▶ **What the task requires**:
Only the lines from the line holding "the green tree." through the final line of the entries below are to be returned, exactly as they stand.

— Begin Task input —

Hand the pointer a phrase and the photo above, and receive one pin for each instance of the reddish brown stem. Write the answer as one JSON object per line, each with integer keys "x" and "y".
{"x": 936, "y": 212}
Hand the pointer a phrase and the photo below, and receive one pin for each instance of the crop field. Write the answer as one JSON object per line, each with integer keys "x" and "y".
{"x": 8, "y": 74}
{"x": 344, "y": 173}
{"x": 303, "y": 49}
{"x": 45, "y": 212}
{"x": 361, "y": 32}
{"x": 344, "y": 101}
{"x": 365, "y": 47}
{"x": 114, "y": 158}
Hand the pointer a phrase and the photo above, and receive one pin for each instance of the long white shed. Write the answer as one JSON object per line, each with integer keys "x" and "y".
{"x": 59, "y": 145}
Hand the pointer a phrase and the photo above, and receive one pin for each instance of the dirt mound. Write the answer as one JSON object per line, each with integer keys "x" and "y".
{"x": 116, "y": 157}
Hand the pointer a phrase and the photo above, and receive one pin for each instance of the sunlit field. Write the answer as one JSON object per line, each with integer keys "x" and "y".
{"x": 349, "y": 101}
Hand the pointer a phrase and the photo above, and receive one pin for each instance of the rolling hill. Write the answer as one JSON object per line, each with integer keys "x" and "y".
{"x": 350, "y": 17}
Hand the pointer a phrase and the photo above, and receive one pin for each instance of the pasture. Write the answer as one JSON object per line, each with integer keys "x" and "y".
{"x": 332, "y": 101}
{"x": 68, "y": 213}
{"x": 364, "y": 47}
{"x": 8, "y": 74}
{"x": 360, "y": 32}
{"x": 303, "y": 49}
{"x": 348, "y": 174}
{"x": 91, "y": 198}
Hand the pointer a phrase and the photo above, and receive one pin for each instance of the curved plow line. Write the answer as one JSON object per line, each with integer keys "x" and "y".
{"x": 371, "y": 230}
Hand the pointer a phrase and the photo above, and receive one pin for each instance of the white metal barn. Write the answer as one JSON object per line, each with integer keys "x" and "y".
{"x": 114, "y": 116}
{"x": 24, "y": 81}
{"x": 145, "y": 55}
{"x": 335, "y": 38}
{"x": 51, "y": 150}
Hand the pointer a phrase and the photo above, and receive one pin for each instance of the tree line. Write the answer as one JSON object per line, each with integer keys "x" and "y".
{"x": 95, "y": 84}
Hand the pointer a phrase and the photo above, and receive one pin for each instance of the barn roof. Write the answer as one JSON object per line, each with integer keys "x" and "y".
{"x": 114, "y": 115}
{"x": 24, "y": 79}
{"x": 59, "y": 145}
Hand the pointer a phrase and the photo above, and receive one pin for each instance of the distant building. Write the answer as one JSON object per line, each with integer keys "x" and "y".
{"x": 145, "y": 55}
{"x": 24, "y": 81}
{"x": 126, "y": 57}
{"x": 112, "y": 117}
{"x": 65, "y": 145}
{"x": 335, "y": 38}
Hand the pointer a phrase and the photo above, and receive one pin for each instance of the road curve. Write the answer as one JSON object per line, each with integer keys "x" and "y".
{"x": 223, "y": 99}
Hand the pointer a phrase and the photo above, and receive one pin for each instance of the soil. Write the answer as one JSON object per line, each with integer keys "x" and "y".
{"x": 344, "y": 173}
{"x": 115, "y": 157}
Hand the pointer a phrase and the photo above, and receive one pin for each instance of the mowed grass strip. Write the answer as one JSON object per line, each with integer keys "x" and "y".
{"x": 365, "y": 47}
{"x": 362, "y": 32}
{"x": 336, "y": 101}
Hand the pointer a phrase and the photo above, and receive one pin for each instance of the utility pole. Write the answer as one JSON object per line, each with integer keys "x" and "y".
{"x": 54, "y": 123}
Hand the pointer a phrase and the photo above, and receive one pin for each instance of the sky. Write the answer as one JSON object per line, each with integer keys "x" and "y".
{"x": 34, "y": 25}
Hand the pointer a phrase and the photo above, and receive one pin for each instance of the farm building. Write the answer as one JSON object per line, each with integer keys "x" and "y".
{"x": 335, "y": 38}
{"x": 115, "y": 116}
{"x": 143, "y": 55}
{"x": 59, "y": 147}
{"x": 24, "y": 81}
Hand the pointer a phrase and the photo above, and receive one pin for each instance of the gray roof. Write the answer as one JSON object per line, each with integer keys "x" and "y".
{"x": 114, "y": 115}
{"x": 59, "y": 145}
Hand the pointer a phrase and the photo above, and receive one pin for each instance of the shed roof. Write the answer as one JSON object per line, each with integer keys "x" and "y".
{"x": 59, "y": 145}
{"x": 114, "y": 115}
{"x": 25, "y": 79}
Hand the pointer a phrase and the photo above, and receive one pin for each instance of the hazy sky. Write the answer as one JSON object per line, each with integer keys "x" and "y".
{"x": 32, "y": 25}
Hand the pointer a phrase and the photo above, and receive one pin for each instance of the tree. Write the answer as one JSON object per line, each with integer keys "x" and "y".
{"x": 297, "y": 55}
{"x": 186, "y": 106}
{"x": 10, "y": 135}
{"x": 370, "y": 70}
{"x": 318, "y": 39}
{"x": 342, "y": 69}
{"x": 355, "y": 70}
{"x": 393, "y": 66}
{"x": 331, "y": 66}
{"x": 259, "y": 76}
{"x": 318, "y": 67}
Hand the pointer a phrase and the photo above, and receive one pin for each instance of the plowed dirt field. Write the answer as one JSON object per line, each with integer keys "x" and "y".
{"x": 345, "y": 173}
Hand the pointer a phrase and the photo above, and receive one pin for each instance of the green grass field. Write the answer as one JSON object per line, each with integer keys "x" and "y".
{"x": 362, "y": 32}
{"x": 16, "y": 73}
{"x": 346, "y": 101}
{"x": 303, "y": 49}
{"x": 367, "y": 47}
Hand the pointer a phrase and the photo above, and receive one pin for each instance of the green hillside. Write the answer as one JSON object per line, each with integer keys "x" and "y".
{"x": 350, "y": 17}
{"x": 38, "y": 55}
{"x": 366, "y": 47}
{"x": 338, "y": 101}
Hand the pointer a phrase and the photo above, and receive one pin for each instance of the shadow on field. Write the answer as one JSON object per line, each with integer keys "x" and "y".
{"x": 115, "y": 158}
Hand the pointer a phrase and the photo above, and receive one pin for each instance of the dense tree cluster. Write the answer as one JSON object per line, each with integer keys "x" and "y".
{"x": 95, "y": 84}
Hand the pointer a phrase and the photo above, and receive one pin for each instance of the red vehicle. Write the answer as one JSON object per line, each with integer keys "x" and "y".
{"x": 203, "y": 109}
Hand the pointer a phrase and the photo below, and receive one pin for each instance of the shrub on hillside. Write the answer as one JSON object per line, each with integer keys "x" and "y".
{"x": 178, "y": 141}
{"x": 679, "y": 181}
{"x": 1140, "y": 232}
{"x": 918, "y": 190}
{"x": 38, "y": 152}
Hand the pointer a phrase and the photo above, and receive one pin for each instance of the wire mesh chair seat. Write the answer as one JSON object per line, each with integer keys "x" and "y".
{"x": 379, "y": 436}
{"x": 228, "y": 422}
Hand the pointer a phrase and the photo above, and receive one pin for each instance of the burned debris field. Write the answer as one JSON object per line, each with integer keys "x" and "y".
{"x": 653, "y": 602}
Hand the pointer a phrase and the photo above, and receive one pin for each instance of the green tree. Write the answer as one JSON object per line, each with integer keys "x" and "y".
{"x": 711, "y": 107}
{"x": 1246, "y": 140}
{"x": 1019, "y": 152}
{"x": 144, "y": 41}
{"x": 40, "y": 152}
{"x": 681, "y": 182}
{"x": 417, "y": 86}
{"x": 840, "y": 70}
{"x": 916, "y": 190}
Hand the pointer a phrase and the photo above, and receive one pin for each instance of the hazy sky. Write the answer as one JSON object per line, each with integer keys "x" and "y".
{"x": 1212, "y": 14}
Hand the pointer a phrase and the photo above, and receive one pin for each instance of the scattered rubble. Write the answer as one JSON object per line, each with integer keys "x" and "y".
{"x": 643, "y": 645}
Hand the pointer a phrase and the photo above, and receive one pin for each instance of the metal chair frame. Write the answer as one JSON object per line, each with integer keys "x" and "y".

— End Task input —

▶ **Correct answer**:
Hand the pointer a phrase and the photo above, and receive one pin for each instance of the green tree. Write the answer as one JSON object per line, each with integer keys "x" and "y".
{"x": 711, "y": 107}
{"x": 1246, "y": 140}
{"x": 1019, "y": 152}
{"x": 144, "y": 41}
{"x": 40, "y": 152}
{"x": 681, "y": 182}
{"x": 417, "y": 86}
{"x": 840, "y": 70}
{"x": 916, "y": 190}
Hand the pointer a phrase and the photo above, and receive one pin for each instance of the hazy sky. Write the answer as one JSON object per line, each with integer keys "x" and "y".
{"x": 1212, "y": 14}
Hand the pointer a phrase and the photo above, and receive one pin for each instance of the scattered rubble. Write the answer as one JSON object per line, each with integer keys "x" and "y".
{"x": 643, "y": 645}
Hand the pointer a phrase and the photo above, and receive one pin for each instance of the metal chair frame. Write the answer as one JSON object per line, each with integer keys "x" and "y".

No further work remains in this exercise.